**What you are asked to do:**
List every line of the records below that contains the word "white", matching case exactly.

Records on locating named things:

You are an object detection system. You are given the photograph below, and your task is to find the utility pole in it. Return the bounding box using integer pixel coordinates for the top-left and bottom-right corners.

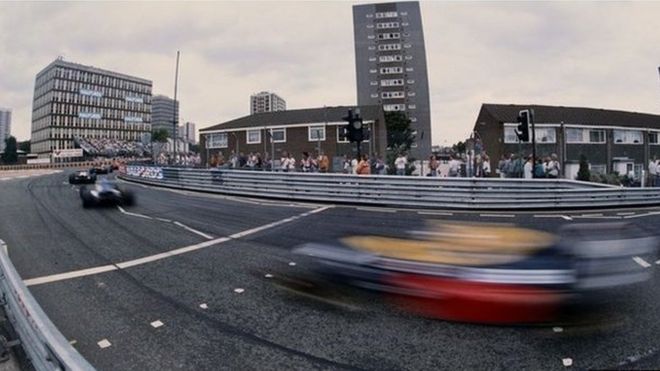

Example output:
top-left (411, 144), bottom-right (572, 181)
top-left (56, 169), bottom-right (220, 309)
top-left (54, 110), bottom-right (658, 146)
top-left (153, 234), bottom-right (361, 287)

top-left (172, 50), bottom-right (179, 161)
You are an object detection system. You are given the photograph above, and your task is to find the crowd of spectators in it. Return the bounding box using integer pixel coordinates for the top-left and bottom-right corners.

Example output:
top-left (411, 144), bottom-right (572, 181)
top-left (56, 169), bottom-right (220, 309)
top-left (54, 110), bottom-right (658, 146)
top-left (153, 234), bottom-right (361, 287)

top-left (75, 137), bottom-right (151, 157)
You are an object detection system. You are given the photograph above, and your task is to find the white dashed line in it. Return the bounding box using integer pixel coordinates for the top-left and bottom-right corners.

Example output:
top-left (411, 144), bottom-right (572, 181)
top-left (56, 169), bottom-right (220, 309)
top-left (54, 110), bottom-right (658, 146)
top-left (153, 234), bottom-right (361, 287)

top-left (355, 207), bottom-right (396, 213)
top-left (633, 256), bottom-right (651, 268)
top-left (174, 222), bottom-right (213, 240)
top-left (23, 206), bottom-right (332, 286)
top-left (417, 211), bottom-right (454, 216)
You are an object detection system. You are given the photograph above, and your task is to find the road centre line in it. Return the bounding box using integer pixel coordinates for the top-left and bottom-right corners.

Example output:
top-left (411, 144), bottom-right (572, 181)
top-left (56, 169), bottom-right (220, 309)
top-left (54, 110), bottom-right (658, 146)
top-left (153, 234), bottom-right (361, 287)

top-left (173, 222), bottom-right (213, 240)
top-left (633, 256), bottom-right (651, 268)
top-left (23, 206), bottom-right (333, 286)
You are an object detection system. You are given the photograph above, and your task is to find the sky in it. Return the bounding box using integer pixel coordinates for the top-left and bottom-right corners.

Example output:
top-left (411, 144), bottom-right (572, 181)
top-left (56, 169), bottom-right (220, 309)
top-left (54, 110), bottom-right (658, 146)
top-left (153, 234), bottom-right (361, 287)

top-left (0, 1), bottom-right (660, 145)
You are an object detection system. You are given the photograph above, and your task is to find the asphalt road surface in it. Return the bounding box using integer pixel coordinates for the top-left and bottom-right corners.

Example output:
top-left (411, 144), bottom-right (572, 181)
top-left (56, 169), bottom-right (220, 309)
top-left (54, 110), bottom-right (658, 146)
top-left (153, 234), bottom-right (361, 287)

top-left (0, 172), bottom-right (660, 370)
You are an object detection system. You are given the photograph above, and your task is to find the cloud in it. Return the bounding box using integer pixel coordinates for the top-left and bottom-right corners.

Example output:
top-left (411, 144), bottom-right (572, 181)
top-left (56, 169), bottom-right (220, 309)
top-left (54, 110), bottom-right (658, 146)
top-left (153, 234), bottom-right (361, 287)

top-left (0, 2), bottom-right (660, 144)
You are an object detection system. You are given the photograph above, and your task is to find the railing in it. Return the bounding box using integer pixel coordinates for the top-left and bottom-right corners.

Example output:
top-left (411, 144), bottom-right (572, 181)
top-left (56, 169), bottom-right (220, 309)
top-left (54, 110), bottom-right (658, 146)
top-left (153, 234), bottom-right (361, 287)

top-left (120, 166), bottom-right (660, 210)
top-left (0, 240), bottom-right (94, 371)
top-left (0, 161), bottom-right (112, 171)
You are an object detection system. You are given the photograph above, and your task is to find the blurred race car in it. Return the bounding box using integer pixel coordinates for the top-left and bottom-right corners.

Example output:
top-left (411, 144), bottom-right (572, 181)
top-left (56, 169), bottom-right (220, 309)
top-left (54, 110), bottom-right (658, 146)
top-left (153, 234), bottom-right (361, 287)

top-left (294, 222), bottom-right (658, 324)
top-left (89, 165), bottom-right (112, 174)
top-left (80, 179), bottom-right (135, 208)
top-left (69, 170), bottom-right (96, 184)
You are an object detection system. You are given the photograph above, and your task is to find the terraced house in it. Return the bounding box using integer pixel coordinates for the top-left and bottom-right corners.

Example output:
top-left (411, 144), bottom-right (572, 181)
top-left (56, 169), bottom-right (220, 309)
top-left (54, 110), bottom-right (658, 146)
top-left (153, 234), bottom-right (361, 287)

top-left (474, 104), bottom-right (660, 179)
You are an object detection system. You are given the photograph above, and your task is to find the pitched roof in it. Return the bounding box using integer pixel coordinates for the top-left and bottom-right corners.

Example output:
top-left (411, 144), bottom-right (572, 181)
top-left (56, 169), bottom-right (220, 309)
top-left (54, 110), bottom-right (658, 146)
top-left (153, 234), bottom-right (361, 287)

top-left (199, 106), bottom-right (383, 133)
top-left (482, 103), bottom-right (660, 128)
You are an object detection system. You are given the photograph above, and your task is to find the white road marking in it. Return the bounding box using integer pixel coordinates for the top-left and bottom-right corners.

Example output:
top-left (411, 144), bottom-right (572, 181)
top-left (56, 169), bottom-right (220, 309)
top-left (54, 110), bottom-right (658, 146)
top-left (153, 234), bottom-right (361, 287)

top-left (117, 205), bottom-right (153, 219)
top-left (633, 256), bottom-right (651, 268)
top-left (23, 206), bottom-right (332, 286)
top-left (417, 211), bottom-right (454, 216)
top-left (355, 207), bottom-right (396, 213)
top-left (174, 222), bottom-right (213, 240)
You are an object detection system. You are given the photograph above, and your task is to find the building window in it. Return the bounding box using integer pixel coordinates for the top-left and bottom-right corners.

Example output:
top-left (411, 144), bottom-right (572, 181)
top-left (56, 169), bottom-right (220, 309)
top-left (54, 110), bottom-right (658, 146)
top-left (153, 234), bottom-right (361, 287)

top-left (307, 125), bottom-right (325, 142)
top-left (206, 133), bottom-right (228, 148)
top-left (270, 128), bottom-right (286, 143)
top-left (247, 130), bottom-right (261, 144)
top-left (613, 130), bottom-right (644, 144)
top-left (566, 128), bottom-right (605, 143)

**Solution to the problem:**
You are an object detection system. You are given the photograph above, and your task is to find the white dashed line in it. Return the bounding box using integer pixel coordinates for the top-left and bottom-right corners.
You are an object detection system. You are given the photograph above, and your task is to find the white road marking in it. Return the bounding box using integer pixel coordinates for the top-left and bottom-right corners.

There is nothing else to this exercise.